* **WRITTEN EXERCISE**
An exact reproduction of the records is required, with all images left out.

* **AVAILABLE DATA**
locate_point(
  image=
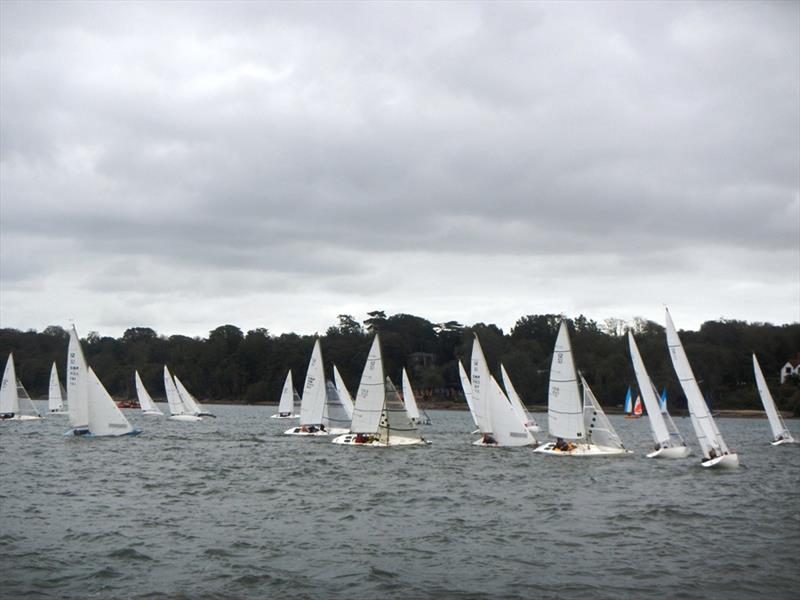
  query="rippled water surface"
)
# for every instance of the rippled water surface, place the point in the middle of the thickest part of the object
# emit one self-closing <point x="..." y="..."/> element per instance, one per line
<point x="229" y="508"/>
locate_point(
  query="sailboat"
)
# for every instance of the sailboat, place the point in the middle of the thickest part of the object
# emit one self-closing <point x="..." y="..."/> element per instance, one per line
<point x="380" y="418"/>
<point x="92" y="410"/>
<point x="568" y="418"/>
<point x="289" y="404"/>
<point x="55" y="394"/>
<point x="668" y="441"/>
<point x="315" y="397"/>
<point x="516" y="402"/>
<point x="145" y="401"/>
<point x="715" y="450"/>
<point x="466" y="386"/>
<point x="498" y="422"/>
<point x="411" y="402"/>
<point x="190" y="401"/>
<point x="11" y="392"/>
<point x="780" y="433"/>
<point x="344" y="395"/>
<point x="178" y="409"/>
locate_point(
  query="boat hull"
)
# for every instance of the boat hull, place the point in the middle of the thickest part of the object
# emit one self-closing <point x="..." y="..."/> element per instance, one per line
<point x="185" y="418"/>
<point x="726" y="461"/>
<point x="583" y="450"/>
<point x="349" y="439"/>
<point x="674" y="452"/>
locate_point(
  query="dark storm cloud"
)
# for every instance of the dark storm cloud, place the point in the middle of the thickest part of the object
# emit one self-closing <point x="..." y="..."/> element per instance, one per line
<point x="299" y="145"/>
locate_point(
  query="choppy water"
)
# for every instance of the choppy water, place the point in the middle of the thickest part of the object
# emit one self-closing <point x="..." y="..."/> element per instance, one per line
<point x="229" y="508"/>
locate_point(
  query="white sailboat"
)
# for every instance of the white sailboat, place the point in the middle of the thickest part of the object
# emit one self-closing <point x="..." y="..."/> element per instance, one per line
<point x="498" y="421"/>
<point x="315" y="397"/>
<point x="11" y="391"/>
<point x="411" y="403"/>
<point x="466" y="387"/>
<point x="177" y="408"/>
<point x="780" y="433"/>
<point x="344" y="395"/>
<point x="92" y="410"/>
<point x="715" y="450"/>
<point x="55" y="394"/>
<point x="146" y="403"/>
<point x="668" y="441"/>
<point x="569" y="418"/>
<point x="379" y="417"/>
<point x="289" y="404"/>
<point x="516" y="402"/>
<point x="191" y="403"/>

* **EXPECTED ANSWER**
locate_point(
  image=
  query="rippled water surface"
)
# for every instance of the rippled water surface, place the point in the middle of the thickest part of the object
# emit one self-closing <point x="..." y="..."/> element per instance, one per line
<point x="229" y="508"/>
locate_point(
  query="sailboat"
)
# for every instance of the sailboat, place the point in the middle of the thickest part of the object
# emit one self-closing <point x="..." y="..."/> element per instance, one per line
<point x="380" y="418"/>
<point x="92" y="410"/>
<point x="568" y="418"/>
<point x="289" y="404"/>
<point x="55" y="394"/>
<point x="668" y="441"/>
<point x="315" y="397"/>
<point x="516" y="402"/>
<point x="145" y="401"/>
<point x="715" y="450"/>
<point x="466" y="386"/>
<point x="498" y="422"/>
<point x="411" y="402"/>
<point x="190" y="401"/>
<point x="11" y="392"/>
<point x="780" y="433"/>
<point x="344" y="395"/>
<point x="178" y="409"/>
locate_point(
  query="boat hull"
)
# for every instance of the boat hull, place the point in the middle of the thickest part of the object
# emit one self-closing <point x="..." y="..."/> element per instance, one per line
<point x="185" y="418"/>
<point x="726" y="461"/>
<point x="583" y="450"/>
<point x="349" y="439"/>
<point x="674" y="452"/>
locate_point(
  query="dark storm cloud"
)
# for every instance of the dark storm cloud, place the point in the middle of the thickest part of the object
# emit one self-closing <point x="..." y="..."/> element per instance, one per line
<point x="299" y="145"/>
locate_point(
  query="choppy water"
)
# for every instance of the choppy water, place the point in the middle of the thickest part of the object
# emit one self-closing <point x="..." y="..."/> element per instance, one per line
<point x="229" y="508"/>
locate_point(
  query="white sailboat"
)
# for every instance of the white sailboat, place the point in the middle of the thickest part of the object
# emit one self-closing <point x="..." y="..."/> element per instance, one per line
<point x="498" y="421"/>
<point x="315" y="397"/>
<point x="11" y="391"/>
<point x="411" y="403"/>
<point x="466" y="387"/>
<point x="177" y="408"/>
<point x="780" y="433"/>
<point x="344" y="395"/>
<point x="92" y="410"/>
<point x="715" y="450"/>
<point x="55" y="394"/>
<point x="146" y="403"/>
<point x="668" y="441"/>
<point x="569" y="418"/>
<point x="379" y="417"/>
<point x="289" y="404"/>
<point x="516" y="402"/>
<point x="191" y="403"/>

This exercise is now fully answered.